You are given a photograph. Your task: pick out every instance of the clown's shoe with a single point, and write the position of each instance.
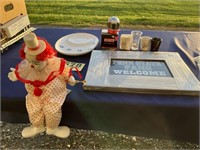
(61, 132)
(32, 131)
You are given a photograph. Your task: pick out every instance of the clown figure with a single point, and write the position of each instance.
(45, 77)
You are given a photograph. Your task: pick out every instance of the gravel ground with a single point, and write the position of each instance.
(83, 139)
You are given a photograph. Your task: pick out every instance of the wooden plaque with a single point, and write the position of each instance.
(140, 72)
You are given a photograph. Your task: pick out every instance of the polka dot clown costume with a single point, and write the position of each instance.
(45, 77)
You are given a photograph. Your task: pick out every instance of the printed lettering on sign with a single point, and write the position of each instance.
(139, 68)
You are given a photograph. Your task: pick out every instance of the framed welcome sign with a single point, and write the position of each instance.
(140, 72)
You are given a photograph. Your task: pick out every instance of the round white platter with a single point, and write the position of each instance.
(76, 44)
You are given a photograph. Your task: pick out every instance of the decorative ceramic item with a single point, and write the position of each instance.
(76, 44)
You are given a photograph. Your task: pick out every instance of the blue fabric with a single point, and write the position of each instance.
(163, 116)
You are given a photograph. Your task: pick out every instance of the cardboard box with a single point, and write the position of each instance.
(10, 9)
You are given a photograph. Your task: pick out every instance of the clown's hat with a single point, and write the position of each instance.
(33, 45)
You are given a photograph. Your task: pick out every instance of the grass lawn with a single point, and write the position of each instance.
(137, 14)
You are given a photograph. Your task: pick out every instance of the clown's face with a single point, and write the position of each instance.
(37, 65)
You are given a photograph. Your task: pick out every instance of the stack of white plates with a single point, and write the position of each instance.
(76, 44)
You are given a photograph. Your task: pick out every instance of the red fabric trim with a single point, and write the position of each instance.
(38, 83)
(35, 48)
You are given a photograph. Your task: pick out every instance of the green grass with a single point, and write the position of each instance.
(142, 14)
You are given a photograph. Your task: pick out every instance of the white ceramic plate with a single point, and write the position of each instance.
(76, 44)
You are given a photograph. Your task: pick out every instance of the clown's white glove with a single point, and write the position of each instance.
(71, 81)
(11, 75)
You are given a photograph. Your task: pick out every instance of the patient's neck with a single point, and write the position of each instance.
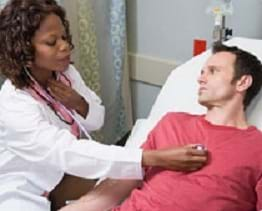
(227, 115)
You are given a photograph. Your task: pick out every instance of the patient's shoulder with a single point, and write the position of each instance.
(179, 116)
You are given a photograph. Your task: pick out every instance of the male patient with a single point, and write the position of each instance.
(231, 181)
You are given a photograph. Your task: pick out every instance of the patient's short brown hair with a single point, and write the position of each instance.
(245, 64)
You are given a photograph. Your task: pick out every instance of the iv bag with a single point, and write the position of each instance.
(220, 7)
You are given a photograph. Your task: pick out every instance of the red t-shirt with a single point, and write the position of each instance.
(230, 182)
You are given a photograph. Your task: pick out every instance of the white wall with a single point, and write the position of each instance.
(165, 29)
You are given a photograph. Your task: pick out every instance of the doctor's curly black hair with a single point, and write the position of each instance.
(19, 20)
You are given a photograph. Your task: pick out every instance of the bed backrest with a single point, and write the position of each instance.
(179, 93)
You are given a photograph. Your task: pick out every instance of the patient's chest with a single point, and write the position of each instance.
(228, 180)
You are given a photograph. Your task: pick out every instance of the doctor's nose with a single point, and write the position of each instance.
(64, 46)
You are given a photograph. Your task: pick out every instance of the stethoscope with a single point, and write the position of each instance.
(50, 98)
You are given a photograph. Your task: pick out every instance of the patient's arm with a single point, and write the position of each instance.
(105, 196)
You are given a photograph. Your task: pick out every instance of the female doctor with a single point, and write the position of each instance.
(44, 108)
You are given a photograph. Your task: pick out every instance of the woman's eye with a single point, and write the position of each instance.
(64, 37)
(51, 43)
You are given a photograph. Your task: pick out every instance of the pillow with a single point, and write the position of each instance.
(179, 93)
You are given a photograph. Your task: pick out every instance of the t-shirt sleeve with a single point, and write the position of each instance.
(259, 194)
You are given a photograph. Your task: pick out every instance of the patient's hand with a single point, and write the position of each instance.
(186, 158)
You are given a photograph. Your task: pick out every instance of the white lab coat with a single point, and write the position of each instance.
(36, 148)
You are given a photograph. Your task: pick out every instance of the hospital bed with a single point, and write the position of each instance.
(179, 93)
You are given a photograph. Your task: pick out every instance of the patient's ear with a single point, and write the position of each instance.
(244, 83)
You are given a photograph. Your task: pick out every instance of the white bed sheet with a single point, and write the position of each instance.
(179, 93)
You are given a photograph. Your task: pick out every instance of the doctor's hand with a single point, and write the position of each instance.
(186, 158)
(68, 97)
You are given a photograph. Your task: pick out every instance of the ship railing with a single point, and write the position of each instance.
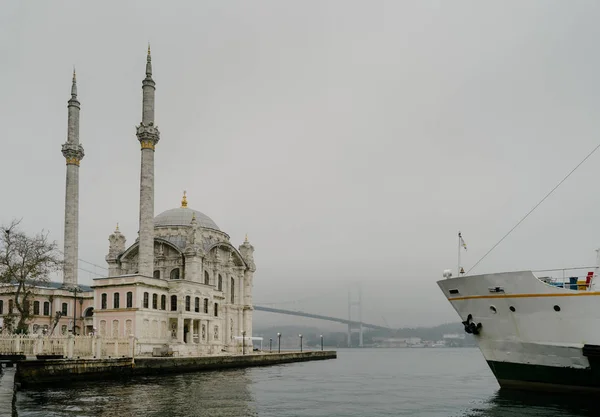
(575, 278)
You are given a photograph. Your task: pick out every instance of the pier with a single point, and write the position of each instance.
(37, 372)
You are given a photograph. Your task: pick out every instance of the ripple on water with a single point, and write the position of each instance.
(361, 382)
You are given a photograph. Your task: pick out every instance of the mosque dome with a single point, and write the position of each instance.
(182, 216)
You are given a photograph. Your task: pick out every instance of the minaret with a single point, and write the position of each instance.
(148, 136)
(73, 153)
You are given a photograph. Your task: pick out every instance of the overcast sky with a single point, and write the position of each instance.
(351, 140)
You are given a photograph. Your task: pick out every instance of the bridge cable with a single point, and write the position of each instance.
(535, 207)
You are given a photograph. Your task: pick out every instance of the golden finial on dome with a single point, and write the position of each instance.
(184, 200)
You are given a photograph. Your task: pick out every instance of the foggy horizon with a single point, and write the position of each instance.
(351, 141)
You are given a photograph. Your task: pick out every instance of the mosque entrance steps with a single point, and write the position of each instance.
(40, 372)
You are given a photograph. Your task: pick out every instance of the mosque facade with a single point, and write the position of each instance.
(181, 284)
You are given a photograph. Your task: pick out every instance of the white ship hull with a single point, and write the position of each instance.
(533, 335)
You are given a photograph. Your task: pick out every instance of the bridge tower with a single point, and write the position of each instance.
(355, 309)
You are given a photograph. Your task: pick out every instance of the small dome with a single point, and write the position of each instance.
(183, 217)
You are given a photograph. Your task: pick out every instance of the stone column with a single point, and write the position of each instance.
(180, 329)
(148, 135)
(73, 153)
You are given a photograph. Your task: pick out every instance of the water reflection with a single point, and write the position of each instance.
(219, 394)
(535, 404)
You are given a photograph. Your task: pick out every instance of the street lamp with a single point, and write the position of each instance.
(75, 289)
(278, 342)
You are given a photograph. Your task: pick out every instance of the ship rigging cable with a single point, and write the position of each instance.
(536, 206)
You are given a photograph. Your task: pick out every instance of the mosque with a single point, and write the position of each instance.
(180, 284)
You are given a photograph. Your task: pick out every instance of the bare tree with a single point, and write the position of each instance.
(26, 263)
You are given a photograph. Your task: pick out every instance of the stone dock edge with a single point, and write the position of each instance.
(32, 373)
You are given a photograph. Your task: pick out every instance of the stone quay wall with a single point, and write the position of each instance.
(40, 372)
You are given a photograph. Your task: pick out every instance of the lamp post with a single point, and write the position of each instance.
(243, 342)
(75, 289)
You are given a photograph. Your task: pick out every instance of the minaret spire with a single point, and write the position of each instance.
(149, 64)
(73, 153)
(74, 86)
(148, 135)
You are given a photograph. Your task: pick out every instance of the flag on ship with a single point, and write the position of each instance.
(462, 242)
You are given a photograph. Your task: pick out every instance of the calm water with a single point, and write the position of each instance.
(361, 382)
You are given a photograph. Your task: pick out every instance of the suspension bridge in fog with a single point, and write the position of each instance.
(354, 310)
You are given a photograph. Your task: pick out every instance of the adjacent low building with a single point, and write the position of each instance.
(181, 283)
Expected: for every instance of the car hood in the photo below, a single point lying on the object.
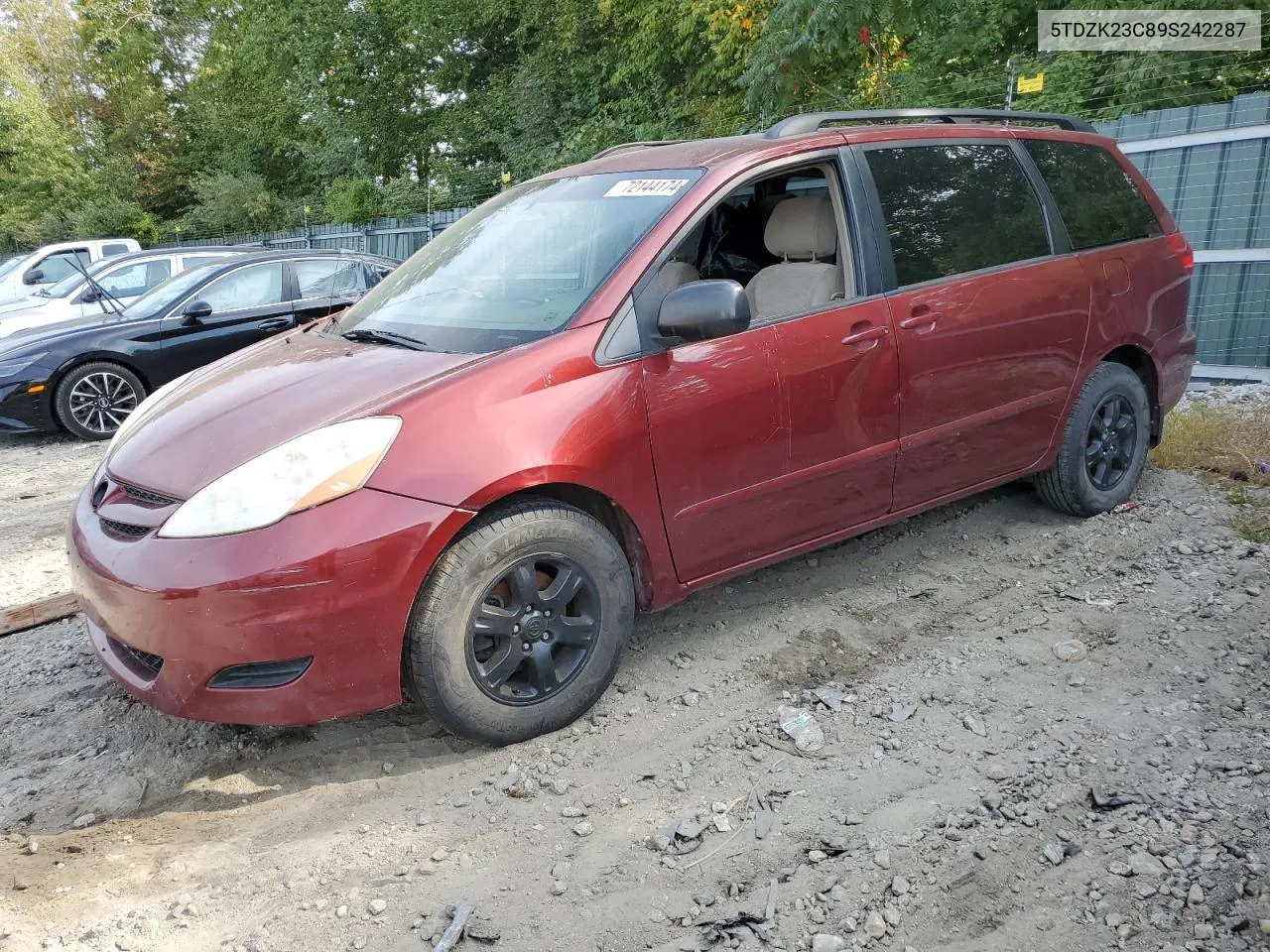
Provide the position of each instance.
(24, 303)
(231, 412)
(27, 340)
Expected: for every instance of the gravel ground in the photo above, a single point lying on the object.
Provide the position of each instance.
(992, 665)
(40, 479)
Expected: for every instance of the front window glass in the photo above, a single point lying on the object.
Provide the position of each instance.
(64, 263)
(134, 280)
(164, 296)
(329, 277)
(521, 266)
(9, 267)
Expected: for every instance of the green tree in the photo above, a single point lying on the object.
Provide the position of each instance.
(232, 203)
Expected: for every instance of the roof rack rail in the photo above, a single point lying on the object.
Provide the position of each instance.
(811, 122)
(627, 146)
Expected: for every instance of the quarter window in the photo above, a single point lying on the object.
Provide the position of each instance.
(136, 280)
(189, 262)
(955, 208)
(1098, 202)
(250, 287)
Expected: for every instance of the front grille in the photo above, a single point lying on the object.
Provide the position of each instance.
(125, 529)
(146, 498)
(143, 662)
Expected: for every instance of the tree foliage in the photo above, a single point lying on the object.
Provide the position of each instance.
(227, 116)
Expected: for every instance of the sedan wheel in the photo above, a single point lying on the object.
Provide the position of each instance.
(1103, 444)
(95, 399)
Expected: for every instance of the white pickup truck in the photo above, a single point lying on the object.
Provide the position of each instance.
(46, 266)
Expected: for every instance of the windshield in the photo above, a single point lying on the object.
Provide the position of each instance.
(160, 298)
(521, 266)
(68, 285)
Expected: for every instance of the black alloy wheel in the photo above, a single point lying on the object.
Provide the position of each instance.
(534, 630)
(1111, 442)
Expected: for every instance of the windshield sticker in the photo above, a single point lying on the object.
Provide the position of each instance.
(645, 188)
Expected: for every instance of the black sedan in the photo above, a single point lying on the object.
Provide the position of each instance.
(85, 376)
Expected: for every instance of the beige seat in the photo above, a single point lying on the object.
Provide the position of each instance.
(803, 232)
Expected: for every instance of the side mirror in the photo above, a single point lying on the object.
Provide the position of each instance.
(194, 312)
(702, 309)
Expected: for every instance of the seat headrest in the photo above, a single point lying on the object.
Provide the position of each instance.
(802, 227)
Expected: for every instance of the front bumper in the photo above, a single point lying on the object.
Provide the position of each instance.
(22, 412)
(334, 584)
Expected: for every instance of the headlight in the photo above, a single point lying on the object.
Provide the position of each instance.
(144, 409)
(303, 472)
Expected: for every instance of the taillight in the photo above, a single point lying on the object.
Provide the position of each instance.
(1182, 250)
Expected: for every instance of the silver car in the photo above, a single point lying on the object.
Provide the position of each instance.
(111, 285)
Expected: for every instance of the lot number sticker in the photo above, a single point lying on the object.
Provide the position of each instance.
(645, 188)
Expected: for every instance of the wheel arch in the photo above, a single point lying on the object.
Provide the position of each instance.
(607, 512)
(99, 357)
(1138, 359)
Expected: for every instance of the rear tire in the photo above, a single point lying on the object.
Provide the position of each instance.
(521, 625)
(93, 399)
(1103, 445)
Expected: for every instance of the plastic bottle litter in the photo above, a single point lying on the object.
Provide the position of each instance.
(802, 726)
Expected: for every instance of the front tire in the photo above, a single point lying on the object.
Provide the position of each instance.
(95, 398)
(521, 625)
(1103, 445)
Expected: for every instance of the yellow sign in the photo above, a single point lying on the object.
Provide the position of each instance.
(1032, 84)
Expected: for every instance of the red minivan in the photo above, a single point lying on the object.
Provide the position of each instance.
(620, 382)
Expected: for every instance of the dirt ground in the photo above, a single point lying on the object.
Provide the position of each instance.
(949, 809)
(40, 477)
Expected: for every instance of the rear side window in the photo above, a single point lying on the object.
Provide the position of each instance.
(1098, 202)
(329, 277)
(63, 263)
(249, 287)
(135, 280)
(955, 208)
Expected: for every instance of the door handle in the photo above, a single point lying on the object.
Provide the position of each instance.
(921, 320)
(865, 333)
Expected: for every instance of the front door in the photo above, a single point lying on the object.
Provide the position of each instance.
(326, 285)
(719, 442)
(838, 371)
(989, 325)
(248, 304)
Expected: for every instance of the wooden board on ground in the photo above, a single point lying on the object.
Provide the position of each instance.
(39, 612)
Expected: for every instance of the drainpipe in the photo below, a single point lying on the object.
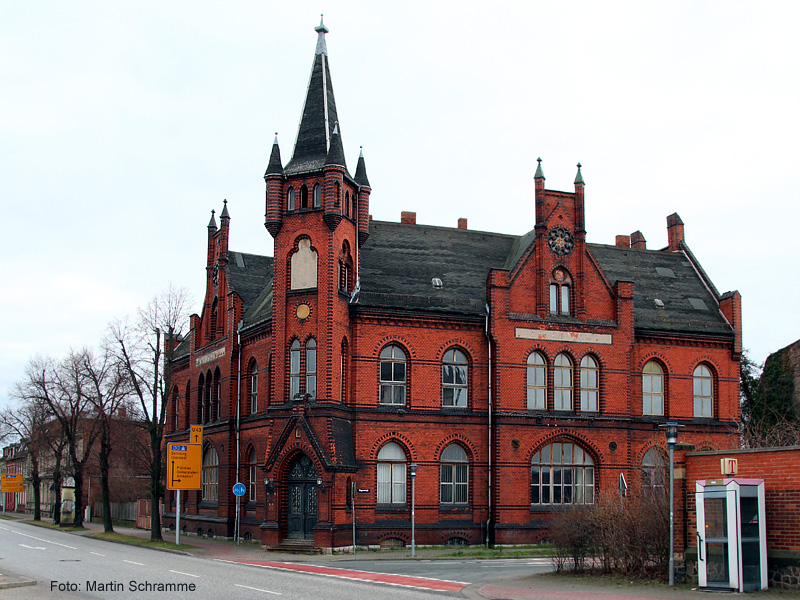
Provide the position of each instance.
(238, 391)
(489, 466)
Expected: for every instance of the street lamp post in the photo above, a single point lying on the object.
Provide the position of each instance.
(671, 429)
(413, 467)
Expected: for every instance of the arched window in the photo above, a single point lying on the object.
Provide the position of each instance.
(201, 400)
(562, 473)
(653, 468)
(210, 475)
(304, 196)
(391, 475)
(393, 375)
(562, 383)
(454, 471)
(317, 196)
(176, 407)
(652, 389)
(590, 384)
(294, 370)
(188, 407)
(703, 392)
(311, 368)
(454, 378)
(537, 382)
(343, 369)
(252, 475)
(560, 292)
(253, 376)
(212, 326)
(216, 400)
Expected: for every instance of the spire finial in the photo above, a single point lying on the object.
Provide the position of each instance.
(321, 30)
(539, 173)
(579, 175)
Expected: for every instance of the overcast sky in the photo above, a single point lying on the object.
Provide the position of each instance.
(124, 123)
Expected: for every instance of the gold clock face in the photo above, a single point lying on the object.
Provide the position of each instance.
(303, 311)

──────────

Exact duplication is required for the lines above, from the line that contains "Expected: for every instance of the red" to the line that contains "Expected: for every instance of the front door", inclusive; omit all others.

Response -
Expected: for every instance of the red minivan in the photo above, a single point lying on the object.
Provide the position of each instance.
(620, 382)
Expected: for every instance of the dirt ground in the photo above, a single point lying on the object.
Provide the position of each instance.
(949, 809)
(40, 477)
Expected: for every instance of the rear side window in the photo above, a single point lying on the object.
Provide the position of each instance.
(1098, 202)
(329, 277)
(63, 263)
(249, 287)
(135, 280)
(955, 208)
Expected: for every instance of the door handle in the photo above, a single point lying on the object.
Provide the position of each instance.
(921, 320)
(865, 333)
Expected: for every instance of the front door in the photo above, a single point lying on the object.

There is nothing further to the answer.